[start DOCUMENT EXCERPT]

MAYER, Circuit Judge.

The United States appeals the judgment of the United States Court of Federal Claims, which issued a permanent injunction vacating the government’s contract award to U.S. Foodservice, Inc. (“USF”) and finding in favor of Labatt Food Service, Inc. (“Labatt”) due to the government’s failure to adhere to the solicitation’s prescribed method of transmission in the procurement process. Labatt v. United States, 84 Fed.Cl. 50 (2008). Because La-batt lacks standing to challenge the award, we reverse.

BACKGROUND

On January 4, 2007, the Defense Supply Center Philadelphia (“DSC”), a branch of the Defense Logistics Agency, issued Solicitation and Request for Proposals No. SPM300-06-R-0063 (“RFP”) to obtain a contract for a full-line food distributor service for military facilities and other authorized customers in the Texas/Oklahoma area. This solicitation was a best value procurement. Under the RFP, initial offers were to be submitted in paper copy to the agency, and subsequent modifications or revisions of offers were to be transmitted by paper copy or facsimile. Labatt, USF, and Ben E. Keith Foods (“BEK”) each submitted competitive offers in accordance with the solicitation.

On July 30, 2007, after reviewing the three initial proposals, DSC e-mailed a letter to the offerors opening negotiations and requesting additional information. Despite clear instruction in the solicitation and the July 30, 2007, agency e-mail that responses were to be transmitted by facsimile, all three offerors responded to this request for information and clarification via e-mail. Thus, substantive proposal revisions were transmitted to the agency in a manner neither anticipated nor permitted by the solicitation.

[end DOCUMENT EXCERPT]
[start DATA SUPPLIED]

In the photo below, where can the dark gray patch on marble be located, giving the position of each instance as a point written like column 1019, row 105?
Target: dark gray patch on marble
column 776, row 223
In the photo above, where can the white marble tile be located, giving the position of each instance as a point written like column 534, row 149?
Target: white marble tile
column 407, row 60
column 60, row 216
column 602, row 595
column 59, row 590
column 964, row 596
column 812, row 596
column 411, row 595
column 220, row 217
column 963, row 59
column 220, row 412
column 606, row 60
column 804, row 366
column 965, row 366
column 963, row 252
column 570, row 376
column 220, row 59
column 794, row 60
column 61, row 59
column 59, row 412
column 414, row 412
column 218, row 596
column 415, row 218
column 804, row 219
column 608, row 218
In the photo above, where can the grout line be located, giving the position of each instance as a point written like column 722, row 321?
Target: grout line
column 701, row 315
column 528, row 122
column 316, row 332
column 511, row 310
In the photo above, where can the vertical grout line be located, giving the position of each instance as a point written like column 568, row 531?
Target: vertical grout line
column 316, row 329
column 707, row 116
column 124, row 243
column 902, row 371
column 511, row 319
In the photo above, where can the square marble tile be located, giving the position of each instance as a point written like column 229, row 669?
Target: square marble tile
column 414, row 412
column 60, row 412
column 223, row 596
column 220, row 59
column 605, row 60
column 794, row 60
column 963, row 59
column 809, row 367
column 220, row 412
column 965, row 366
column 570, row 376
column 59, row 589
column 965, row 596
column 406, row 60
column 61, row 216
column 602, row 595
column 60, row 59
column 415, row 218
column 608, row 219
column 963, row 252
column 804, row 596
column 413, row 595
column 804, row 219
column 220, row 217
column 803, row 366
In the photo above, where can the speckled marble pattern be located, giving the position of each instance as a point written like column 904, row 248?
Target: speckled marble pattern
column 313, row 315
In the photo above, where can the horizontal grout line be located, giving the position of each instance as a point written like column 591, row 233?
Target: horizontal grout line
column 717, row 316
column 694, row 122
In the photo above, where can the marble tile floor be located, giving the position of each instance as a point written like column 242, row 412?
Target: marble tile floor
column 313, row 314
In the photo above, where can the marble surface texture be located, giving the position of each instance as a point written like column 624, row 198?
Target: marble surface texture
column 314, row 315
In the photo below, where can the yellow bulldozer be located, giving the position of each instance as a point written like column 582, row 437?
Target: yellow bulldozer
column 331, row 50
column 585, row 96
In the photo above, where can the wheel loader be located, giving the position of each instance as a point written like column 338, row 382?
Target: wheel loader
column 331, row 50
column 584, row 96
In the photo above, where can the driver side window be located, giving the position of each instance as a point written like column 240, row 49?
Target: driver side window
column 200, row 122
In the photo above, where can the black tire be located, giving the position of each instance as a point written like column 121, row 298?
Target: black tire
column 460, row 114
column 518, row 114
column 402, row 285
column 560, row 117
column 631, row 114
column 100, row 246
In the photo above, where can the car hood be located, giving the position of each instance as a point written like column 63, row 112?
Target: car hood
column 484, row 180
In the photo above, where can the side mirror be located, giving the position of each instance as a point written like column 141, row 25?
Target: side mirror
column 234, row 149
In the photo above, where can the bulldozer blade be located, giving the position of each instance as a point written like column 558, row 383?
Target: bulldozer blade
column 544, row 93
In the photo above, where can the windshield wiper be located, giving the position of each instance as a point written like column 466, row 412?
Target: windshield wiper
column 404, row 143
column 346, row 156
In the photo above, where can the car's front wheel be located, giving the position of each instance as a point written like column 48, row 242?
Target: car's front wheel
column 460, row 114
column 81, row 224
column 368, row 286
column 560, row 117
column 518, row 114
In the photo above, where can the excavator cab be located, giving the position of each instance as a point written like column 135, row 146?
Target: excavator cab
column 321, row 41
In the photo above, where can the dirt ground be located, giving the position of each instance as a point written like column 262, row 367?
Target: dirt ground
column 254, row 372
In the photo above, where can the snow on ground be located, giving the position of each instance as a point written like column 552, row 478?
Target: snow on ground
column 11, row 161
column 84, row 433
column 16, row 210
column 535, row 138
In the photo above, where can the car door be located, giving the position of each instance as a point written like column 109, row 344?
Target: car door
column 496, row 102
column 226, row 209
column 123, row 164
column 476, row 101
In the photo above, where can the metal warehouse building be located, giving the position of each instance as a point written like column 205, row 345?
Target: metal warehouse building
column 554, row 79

[end DATA SUPPLIED]

**PROBLEM DESCRIPTION:**
Write the next part of the court opinion on the military food distribution contract, starting after its last sentence. The stored data entries are separate from the court opinion and form distinct material.

**TASK OUTPUT:**
On December 4, 2007, DSC awarded the prime vendor contract to USF. Three days later, the agency debriefed Labatt, providing the overall ratings and factor ratings that resulted in its decision, as well as the relative merits, strengths and weaknesses of Labatt’s proposal. Labatt filed Government Accountability Office (“GAO”) protests alleging that DSC misevaluated the offers. In response, DSC elected to take corrective action by issuing amendments 0004, 0005 and 0006 to the solicitation, which clarified provisions relating to the *1378 evaluation of past performance, and reopened the procurement to allow revised proposals on those issues. All three offer-ors e-mailed their responses to these amendments within the timeframe required by DSC.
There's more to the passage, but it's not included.